▸ Exercise goal: In the records below, locate the line containing "Target: wildflower field", then output that line and all later lines exactly, through the last one.

— START Supplied material —

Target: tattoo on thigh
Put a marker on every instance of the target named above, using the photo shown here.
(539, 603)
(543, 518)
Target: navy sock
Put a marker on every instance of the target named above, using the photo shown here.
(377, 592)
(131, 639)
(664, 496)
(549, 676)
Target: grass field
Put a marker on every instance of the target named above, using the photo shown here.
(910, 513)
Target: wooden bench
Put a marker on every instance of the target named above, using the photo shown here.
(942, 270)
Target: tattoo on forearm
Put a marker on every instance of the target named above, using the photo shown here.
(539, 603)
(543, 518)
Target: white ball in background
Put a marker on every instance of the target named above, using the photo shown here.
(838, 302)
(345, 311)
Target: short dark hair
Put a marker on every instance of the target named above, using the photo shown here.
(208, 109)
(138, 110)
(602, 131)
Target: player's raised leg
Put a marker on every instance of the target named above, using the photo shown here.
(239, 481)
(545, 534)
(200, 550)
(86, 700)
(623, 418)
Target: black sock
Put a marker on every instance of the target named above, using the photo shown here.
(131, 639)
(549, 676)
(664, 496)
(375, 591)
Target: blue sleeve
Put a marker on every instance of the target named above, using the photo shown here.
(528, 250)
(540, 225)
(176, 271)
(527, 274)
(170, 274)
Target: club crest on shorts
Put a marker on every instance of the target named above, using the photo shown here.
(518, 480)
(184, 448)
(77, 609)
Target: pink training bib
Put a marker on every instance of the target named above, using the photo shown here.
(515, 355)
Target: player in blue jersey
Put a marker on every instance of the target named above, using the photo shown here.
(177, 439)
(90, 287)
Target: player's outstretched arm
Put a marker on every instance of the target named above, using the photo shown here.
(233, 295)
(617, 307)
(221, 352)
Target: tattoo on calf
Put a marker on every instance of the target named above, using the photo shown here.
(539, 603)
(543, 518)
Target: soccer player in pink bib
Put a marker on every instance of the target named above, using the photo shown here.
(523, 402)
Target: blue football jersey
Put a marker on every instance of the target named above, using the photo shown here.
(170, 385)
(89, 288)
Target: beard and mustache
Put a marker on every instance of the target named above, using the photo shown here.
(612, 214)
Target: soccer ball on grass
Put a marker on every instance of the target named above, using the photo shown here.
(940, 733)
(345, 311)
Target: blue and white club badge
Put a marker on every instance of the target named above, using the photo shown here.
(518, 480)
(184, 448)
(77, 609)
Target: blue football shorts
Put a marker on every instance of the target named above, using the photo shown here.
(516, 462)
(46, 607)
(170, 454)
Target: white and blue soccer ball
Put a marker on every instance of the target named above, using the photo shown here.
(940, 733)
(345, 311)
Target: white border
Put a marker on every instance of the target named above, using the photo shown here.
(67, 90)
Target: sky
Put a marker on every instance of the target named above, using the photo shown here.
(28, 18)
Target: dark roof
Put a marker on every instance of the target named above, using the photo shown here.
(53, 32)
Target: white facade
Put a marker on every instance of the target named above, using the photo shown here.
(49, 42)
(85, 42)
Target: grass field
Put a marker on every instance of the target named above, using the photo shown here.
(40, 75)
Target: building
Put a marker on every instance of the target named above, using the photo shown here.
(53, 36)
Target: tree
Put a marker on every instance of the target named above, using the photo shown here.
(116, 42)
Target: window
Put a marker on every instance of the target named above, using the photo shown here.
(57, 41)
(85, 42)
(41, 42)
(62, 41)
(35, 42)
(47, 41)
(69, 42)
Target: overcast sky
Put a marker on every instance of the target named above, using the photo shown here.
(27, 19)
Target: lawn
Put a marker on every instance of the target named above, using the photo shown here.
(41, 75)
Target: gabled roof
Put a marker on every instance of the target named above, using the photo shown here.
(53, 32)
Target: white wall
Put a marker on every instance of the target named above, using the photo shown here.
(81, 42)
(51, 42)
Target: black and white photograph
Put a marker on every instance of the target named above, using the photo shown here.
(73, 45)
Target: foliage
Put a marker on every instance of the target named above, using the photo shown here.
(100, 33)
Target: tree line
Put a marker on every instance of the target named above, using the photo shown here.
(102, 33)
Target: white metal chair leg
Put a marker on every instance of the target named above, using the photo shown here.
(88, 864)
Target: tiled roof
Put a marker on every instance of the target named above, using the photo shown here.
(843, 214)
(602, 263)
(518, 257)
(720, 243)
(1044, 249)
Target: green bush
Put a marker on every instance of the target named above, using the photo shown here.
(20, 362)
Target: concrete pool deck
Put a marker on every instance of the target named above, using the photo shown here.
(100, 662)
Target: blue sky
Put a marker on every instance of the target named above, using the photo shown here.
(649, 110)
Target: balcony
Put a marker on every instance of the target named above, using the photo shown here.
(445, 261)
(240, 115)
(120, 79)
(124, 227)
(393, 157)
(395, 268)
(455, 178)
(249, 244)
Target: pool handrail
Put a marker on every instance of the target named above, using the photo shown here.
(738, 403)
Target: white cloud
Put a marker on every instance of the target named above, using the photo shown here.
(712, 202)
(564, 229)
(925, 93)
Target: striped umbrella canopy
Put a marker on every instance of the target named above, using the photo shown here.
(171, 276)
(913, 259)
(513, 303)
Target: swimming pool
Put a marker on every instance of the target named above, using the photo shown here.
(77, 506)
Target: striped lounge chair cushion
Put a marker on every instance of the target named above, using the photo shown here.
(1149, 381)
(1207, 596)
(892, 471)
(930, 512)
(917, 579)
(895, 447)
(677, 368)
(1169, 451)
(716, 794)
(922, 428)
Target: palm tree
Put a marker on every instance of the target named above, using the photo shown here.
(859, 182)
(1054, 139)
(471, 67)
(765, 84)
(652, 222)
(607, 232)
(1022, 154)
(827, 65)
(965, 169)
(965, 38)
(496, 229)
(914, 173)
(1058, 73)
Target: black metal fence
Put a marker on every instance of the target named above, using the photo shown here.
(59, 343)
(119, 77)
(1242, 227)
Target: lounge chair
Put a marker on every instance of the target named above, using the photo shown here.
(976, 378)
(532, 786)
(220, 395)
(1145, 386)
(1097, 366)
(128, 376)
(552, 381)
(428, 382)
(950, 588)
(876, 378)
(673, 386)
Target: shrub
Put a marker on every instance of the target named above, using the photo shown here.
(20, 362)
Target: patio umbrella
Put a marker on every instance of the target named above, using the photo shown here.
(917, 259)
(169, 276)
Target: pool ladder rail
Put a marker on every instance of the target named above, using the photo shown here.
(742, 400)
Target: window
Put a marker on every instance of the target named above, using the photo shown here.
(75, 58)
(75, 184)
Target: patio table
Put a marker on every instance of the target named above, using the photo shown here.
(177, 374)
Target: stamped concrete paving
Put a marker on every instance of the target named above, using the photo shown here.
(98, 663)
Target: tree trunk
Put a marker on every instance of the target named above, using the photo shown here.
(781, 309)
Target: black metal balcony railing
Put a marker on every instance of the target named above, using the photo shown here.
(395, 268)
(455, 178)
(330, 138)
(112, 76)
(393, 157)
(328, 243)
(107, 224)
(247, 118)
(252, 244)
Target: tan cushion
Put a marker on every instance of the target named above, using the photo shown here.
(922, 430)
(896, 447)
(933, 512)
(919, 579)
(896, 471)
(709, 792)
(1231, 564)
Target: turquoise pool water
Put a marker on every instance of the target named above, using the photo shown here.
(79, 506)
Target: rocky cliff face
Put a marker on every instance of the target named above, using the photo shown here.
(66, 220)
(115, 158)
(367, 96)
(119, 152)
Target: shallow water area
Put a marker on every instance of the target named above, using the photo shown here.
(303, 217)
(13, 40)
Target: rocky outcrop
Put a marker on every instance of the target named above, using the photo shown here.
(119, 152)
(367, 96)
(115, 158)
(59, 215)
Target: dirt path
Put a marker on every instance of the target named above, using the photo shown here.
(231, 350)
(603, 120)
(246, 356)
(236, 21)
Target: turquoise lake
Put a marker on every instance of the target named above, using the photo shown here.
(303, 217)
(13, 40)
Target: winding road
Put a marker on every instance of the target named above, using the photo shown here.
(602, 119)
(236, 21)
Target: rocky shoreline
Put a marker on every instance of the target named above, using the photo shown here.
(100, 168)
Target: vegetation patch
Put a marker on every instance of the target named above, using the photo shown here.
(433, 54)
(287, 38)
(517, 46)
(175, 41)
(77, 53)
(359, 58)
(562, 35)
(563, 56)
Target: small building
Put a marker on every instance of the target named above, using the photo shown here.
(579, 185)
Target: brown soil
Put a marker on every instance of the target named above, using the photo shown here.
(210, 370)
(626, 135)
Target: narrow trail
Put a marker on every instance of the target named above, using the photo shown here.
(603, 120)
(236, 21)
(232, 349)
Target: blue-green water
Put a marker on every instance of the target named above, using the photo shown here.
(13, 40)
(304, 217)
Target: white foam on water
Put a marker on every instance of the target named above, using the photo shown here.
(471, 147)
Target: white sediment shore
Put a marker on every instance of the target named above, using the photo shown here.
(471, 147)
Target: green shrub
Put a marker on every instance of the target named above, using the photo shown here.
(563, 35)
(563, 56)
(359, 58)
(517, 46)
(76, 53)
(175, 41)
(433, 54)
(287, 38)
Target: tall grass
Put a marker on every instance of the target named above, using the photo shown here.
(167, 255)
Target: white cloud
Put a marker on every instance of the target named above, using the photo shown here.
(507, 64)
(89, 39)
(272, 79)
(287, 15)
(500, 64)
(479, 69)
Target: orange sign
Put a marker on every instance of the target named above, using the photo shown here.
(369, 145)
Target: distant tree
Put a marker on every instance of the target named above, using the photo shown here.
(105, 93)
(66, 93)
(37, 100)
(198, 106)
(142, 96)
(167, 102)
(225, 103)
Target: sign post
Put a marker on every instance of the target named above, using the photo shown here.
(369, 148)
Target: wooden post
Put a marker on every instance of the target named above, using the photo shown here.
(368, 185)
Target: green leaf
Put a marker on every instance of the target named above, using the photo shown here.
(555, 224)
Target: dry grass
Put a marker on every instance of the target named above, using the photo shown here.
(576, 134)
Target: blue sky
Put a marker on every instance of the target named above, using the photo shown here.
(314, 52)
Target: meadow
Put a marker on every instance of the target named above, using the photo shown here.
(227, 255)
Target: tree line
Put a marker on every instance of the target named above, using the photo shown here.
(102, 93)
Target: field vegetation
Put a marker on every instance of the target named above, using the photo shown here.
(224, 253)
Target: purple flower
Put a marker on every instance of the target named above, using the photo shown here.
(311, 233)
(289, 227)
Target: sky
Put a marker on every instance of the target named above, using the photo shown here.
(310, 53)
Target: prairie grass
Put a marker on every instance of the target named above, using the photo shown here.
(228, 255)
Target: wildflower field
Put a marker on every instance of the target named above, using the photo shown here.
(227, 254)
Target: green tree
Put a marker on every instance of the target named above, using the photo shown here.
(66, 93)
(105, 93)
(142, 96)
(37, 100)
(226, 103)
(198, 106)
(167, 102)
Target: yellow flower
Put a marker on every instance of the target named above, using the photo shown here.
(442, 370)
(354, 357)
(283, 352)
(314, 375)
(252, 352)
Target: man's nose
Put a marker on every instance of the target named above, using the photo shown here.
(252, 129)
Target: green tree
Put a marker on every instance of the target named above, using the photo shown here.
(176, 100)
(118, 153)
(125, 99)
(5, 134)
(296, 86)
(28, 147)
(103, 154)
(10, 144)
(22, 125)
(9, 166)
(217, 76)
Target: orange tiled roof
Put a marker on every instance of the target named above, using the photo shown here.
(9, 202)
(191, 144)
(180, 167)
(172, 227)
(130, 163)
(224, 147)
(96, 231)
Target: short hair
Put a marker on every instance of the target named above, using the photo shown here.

— END Supplied material —

▸ Worked answer:
Target: wildflower field
Put a marker on every instance of the target named above, using the photo shown here.
(227, 254)
Target: green tree
Put a marker on every instance of the target named above, using the photo shown here.
(66, 93)
(105, 93)
(142, 96)
(37, 100)
(226, 103)
(198, 106)
(167, 102)
Target: yellow flower
Put a marker on every instance of the target named above, using the photo shown here.
(442, 370)
(354, 357)
(283, 352)
(314, 375)
(252, 352)
Target: man's nose
Put a marker on every instance of the target named above, using the photo shown here.
(252, 129)
Target: green tree
Put a marker on every instance of the target named above, using the photo shown here.
(176, 100)
(118, 153)
(125, 99)
(5, 134)
(296, 86)
(28, 147)
(103, 154)
(10, 144)
(22, 125)
(9, 166)
(217, 76)
Target: orange tiled roof
Put a marker on every instance of the target named above, using the photo shown here.
(9, 202)
(191, 144)
(180, 167)
(172, 227)
(130, 163)
(224, 147)
(96, 231)
Target: short hair
Put a marker on every instance of the target named above, using the photo shown here.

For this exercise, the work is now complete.